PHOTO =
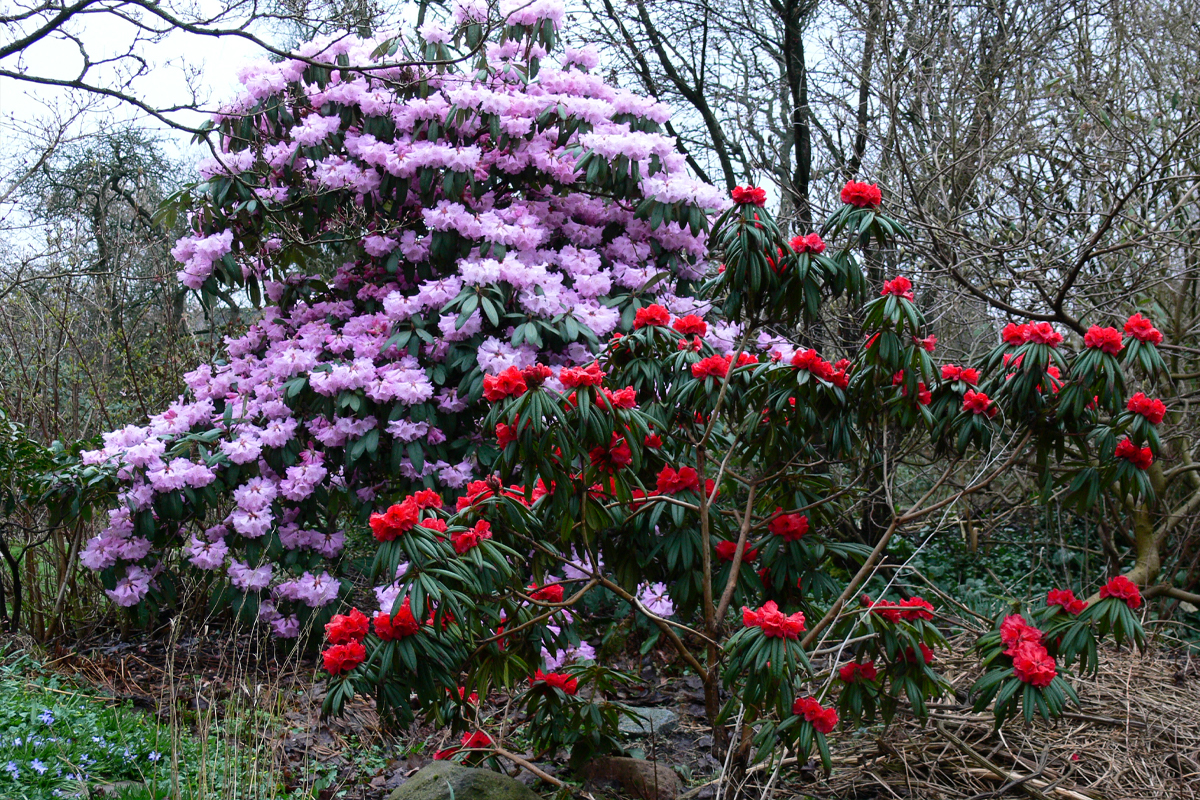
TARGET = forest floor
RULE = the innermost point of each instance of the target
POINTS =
(1135, 737)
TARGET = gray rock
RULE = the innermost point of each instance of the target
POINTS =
(651, 721)
(447, 781)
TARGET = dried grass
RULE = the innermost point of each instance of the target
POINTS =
(1137, 737)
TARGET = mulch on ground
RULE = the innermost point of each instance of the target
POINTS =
(1137, 735)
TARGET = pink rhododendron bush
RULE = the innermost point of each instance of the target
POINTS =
(702, 485)
(414, 230)
(503, 347)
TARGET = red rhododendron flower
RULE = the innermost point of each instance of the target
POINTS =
(1033, 665)
(773, 621)
(505, 434)
(427, 499)
(588, 376)
(862, 196)
(899, 286)
(749, 196)
(347, 627)
(690, 325)
(978, 403)
(809, 244)
(556, 679)
(624, 397)
(477, 740)
(1122, 588)
(549, 594)
(916, 608)
(535, 374)
(399, 625)
(465, 540)
(396, 521)
(672, 482)
(813, 361)
(345, 657)
(714, 366)
(1140, 457)
(616, 456)
(1141, 329)
(1015, 335)
(929, 343)
(510, 383)
(1103, 338)
(789, 525)
(822, 719)
(1066, 597)
(1043, 334)
(653, 314)
(726, 549)
(853, 672)
(966, 374)
(1014, 631)
(1152, 409)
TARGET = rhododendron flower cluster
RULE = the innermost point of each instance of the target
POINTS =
(750, 196)
(510, 383)
(396, 626)
(773, 621)
(1107, 340)
(1122, 588)
(1143, 330)
(966, 374)
(790, 527)
(855, 672)
(863, 196)
(346, 627)
(808, 244)
(978, 403)
(1152, 409)
(1031, 661)
(1067, 600)
(558, 680)
(1140, 457)
(652, 314)
(477, 740)
(480, 244)
(909, 609)
(899, 287)
(822, 719)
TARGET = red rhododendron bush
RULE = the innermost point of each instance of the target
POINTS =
(516, 349)
(702, 485)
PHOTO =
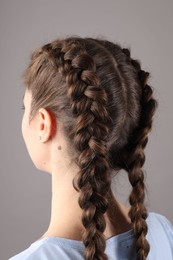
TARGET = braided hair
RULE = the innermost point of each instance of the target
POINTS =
(102, 97)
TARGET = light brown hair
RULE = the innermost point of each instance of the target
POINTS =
(102, 97)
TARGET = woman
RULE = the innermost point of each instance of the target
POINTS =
(88, 114)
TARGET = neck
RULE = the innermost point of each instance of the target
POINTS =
(66, 213)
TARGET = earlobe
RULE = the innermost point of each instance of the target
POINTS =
(47, 125)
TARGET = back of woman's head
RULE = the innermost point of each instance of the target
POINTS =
(101, 96)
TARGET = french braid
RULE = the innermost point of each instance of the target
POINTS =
(134, 156)
(135, 160)
(88, 102)
(107, 109)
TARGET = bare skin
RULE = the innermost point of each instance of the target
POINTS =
(50, 154)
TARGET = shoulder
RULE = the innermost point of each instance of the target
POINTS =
(47, 249)
(160, 236)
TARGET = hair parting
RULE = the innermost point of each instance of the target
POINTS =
(102, 97)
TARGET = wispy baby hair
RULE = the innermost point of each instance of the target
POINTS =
(101, 96)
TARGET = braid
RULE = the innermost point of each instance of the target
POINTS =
(107, 109)
(135, 160)
(88, 103)
(132, 157)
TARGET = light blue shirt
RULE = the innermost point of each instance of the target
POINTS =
(119, 247)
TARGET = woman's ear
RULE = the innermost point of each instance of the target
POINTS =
(47, 124)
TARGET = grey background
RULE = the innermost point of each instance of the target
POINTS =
(145, 27)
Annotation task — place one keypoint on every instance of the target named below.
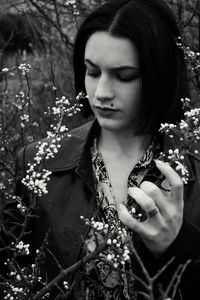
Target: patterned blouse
(100, 280)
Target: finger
(146, 202)
(128, 220)
(155, 193)
(172, 177)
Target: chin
(112, 125)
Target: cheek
(89, 86)
(133, 95)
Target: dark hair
(151, 26)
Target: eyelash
(95, 74)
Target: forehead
(102, 48)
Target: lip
(105, 111)
(105, 108)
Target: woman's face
(112, 80)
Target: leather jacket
(71, 193)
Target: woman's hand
(164, 210)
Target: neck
(125, 144)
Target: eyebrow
(118, 68)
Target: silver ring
(153, 212)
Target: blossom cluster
(188, 133)
(73, 5)
(115, 236)
(22, 249)
(36, 178)
(24, 68)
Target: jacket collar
(73, 148)
(74, 151)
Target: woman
(127, 61)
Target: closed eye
(128, 75)
(93, 72)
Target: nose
(104, 89)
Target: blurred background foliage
(41, 33)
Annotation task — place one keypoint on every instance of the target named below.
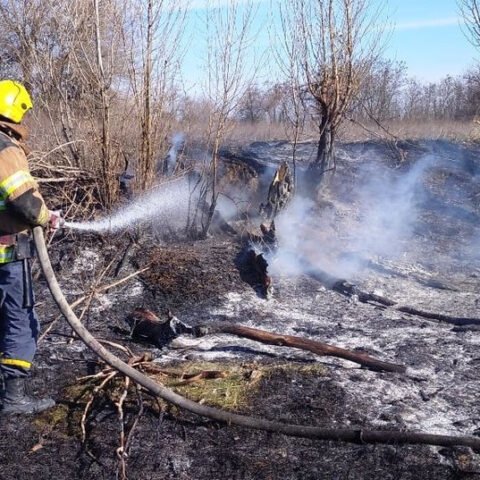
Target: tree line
(107, 80)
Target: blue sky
(426, 34)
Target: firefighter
(21, 208)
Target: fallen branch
(145, 324)
(350, 290)
(348, 435)
(313, 346)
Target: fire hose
(319, 433)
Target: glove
(56, 220)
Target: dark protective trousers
(19, 326)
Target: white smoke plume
(378, 222)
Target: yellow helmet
(15, 101)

EXERCISE DESCRIPTION: For the string "flower", count every line of the material where it appears and state only the count.

WRITTEN SOLUTION: 2